> **STUDY QUESTIONS**:
a) From the networking article, extract the passage starting with "When I bring" and going on through "(Should you network?)".
b) Decide whether each statement agrees with the networking article. Answer yes or no and quote the deciding words. (i) The author recommends Chamber of Commerce events. (ii) Networking events led to the author being invited onto two Boards of Directors. (iii) Some Continuing Education events in the author's city include networking.
c) Proceed with the networking article, picking up after its final sentence.

---- GIVEN TEXT

When I bring up the topic of networking events, the responses that I get are sometimes cringe-worthy. Just the idea of being in a group of people and trying to “network” makes people react as if they just drank a glass full of spoiled milk—not everyone, but most people. Me? I think, “Mmmm, free food.”
If (Should you network?)
Let’s start with IF you should go to a networking event. For those of you who are extremely introverted or who experience significant social anxiety, ninety percent of the time, the answer is “absolutely not.” That’s it. Y’all don’t have to read anymore. Have a great rest of your day!
For the ambiverts (extroverts who fall between slightly-anxious and life-of-the-party), there can be utility in well-selected networking events.
These might be therapist meet-ups, a get-together hosted by a nonprofit related to your niche, or a treatment center dinner. Some Continuing Education events in my city include networking before or after, so all you have to do is arrive a little early or stay a little later, and you already have a common topic to talk about: the subject of the presentation.
I don’t recommend Chamber of Commerce, Business Network International, or other large, non-specific networking events. You are far more likely to refer to the plumber you meet there than the plumber is to refer to you. Why? Because we’re still more comfortable as a society talking about and recommending someone who can help you with raw sewage than talking about or recommending someone who can help you with depression.
Why (What’s the point of networking?)
The reason I encourage networking events for some of us is because it can introduce us to other relevant people in our industry. Through networking events, I’ve been invited to serve on two different Boards of Directors. These experiences were incredibly valuable to me professionally, and personally, they allowed me to give back to my community. Furthermore, they allowed me to strategically position myself as an expert in my niche field, which yielded more referrals and more leads.
Networking gives us the opportunity to have conversations with people we don’t know and haven’t heard of. This could be a person you end up trusting with ALL your couples’ referrals as well as someone who trusts you with all of your niche-specific referrals. Maybe they’re there because they have the same niche as you. Awesome! One of you will get full first, and you’ll both have someone to trust to send clients to. Knowing your colleagues in private practice is vital to not taking on more than you can manage in your practice. And most importantly, referring your clients to other highly-regarded professionals allows you to ensure that the people of your community find the very best care.

--------
---- DATA EXCERPTS

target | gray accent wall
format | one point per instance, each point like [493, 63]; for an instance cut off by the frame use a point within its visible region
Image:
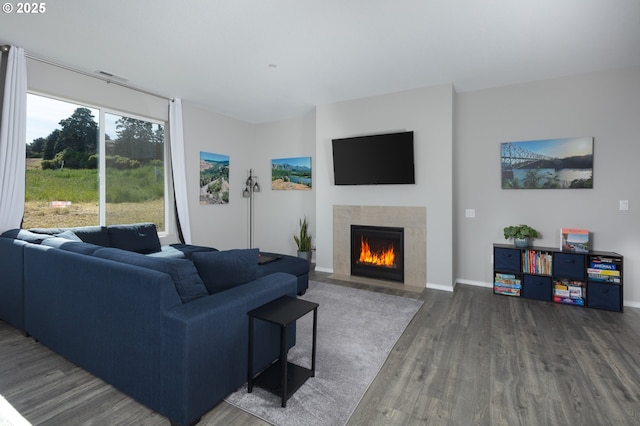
[605, 106]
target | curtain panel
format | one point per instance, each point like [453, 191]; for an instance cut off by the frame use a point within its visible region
[178, 166]
[13, 134]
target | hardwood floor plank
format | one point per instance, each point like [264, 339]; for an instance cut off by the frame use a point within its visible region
[468, 357]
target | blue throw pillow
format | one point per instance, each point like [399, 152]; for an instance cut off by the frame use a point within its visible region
[24, 235]
[222, 270]
[139, 237]
[185, 276]
[69, 235]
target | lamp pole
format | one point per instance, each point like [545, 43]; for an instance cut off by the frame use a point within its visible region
[250, 186]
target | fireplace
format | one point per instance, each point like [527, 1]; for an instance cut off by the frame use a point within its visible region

--------

> **OUTPUTS FOR THE TASKS**:
a)
When I bring up the topic of networking events, the responses that I get are sometimes cringe-worthy. Just the idea of being in a group of people and trying to “network” makes people react as if they just drank a glass full of spoiled milk—not everyone, but most people. Me? I think, “Mmmm, free food.”
If (Should you network?)

b)
(i) No: "I don’t recommend Chamber of Commerce, Business Network International, or other large, non-specific networking events."
(ii) Yes: "Through networking events, I’ve been invited to serve on two different Boards of Directors."
(iii) Yes: "Some Continuing Education events in my city include networking before or after"

c)
Networking also allows us to reconnect with the people we’ve met before. You know that relief of seeing someone you know at networking events? That feeling is palpable and goes both ways, and it can beef up intimacy in that relationship (in appropriate ways...calm down, tiger!).
How (What should I do at networking events?)
I can’t tell you how to not make networking events awkward—they just inherently are most of the time. But I can tell you how to make that awkwardness work for you. Save people from being alone. See that guy in the corner who looks like he’d rather be anywhere but here? Walk up to him and say “Hi, I’m [your name]. I’m a therapist working with [your niche] in [your neighborhood].”
That’s it. He’ll likely respond, and since you’re good at listening and integrating information, you’ll probably ask for a follow-up conversation. People will hover awkwardly around you. Invite them in with a quick “Hi, I’m [your name]. This is [other person’s name].”
If you take the role of being the meeter, it saves you from anxiously hoping that others will introduce themselves to you. It gives you something to do. I know my anxiety very much appreciates having something to do besides pretending that I have a very important text coming in.
There’s the Cliff’s Notes for if, why, and how to do networking events. I hope you find them helpful!* The content of this post is intended to serve as general advice and information. It is not to be taken as legal advice and may not account for all rules and regulations in every jurisdiction. For legal advice, please contact an attorney.